### Aim of the exercise
Gather every line in the data below that contains the word "points", and copy each one unchanged.

### Exercise data

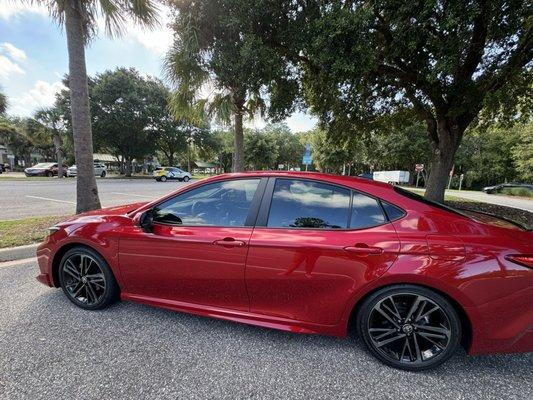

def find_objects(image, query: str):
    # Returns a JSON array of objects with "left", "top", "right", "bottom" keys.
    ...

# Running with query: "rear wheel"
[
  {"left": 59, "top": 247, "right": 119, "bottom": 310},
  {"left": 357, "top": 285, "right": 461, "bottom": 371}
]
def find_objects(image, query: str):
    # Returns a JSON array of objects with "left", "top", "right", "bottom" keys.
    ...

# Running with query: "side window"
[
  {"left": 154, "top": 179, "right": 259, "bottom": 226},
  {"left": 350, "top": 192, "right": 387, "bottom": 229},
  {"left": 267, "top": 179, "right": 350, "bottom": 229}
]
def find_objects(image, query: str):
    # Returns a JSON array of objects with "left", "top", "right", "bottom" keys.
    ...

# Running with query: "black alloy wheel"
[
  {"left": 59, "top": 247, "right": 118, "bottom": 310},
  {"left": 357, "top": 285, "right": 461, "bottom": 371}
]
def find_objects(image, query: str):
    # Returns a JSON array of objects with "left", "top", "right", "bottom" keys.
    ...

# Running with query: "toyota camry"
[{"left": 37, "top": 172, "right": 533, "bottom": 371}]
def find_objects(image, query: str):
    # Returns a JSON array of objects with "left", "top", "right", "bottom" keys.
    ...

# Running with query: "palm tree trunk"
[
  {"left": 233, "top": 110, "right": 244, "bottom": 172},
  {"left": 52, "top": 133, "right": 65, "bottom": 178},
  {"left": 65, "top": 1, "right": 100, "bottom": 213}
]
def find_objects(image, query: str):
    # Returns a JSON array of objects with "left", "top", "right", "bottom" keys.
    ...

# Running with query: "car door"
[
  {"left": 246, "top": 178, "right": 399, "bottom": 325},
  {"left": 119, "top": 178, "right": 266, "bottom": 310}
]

==

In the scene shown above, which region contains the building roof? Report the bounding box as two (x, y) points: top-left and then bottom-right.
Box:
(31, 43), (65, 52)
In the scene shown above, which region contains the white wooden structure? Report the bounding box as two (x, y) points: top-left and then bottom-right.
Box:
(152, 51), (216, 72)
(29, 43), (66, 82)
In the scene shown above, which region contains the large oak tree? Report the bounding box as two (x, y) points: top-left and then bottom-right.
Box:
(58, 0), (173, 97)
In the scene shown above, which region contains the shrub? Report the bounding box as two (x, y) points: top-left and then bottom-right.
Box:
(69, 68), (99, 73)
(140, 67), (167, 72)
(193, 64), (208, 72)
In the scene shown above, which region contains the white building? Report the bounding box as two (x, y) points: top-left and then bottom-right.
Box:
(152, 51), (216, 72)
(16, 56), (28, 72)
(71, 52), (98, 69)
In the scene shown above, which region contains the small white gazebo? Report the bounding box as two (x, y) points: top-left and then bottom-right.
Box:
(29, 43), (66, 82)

### Result of this task
In the scene shown above, which region contains the building roof? Report the bounding box as two (x, y) points: top-left and then bottom-right.
In the scene shown above, which region contains the white wooden structure? Report the bounding box as two (x, y) points: top-left and then bottom-right.
In the scene shown above, which region contains the large oak tree? Report the bounding box as two (x, y) points: top-left and then bottom-right.
In the scene shown above, which region contains the shrub? Report the bounding box as two (x, y) points: top-left and then bottom-right.
In the scene shown above, which region contains the white building? Report the bounding box as two (x, y) points: top-left and then bottom-right.
In the scene shown above, which region contains the small white gazebo? Report the bounding box as two (x, y) points: top-left and then bottom-right.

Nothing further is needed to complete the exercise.